§ **Description of the task**:
Please reproduce each of the rows below verbatim, line for line.

§ **Position annotation records**:

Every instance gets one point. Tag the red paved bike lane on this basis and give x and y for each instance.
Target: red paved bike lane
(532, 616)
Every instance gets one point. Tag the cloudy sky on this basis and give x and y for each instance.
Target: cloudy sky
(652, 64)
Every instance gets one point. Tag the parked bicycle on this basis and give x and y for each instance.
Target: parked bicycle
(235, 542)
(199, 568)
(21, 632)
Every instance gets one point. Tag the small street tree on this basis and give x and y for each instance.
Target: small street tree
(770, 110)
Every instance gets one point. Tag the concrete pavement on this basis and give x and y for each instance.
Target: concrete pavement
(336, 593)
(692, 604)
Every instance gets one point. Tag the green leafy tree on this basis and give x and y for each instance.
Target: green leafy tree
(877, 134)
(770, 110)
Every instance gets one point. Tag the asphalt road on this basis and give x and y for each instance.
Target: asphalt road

§ **In response**:
Every instance gets one point. Tag the red paved bike lane on this basis and give x and y for each instance.
Target: red paved bike lane
(532, 616)
Every instance gets one point. Tag the cloudy sky on this basis and give x and y for each instance.
Target: cloudy sky
(652, 64)
Every instance gets one point. Tag the parked bicycle on this basis and give x and y for each instance.
Target: parked bicycle
(235, 542)
(199, 568)
(21, 632)
Every instance gets one point. Tag the small street tree on this basis and give x and y for each instance.
Target: small street tree
(770, 110)
Every instance gets one point. Tag the concrete pavement on this basis and give x and y for each instance.
Target: concrete pavement
(336, 593)
(692, 604)
Every instance gets one point. Tag the green leafy tree on this basis and give x and y for each instance.
Target: green leafy tree
(877, 134)
(770, 110)
Every instance gets one point. Tag the asphalt road on this basis and give x and y for each instance.
Target: asphalt road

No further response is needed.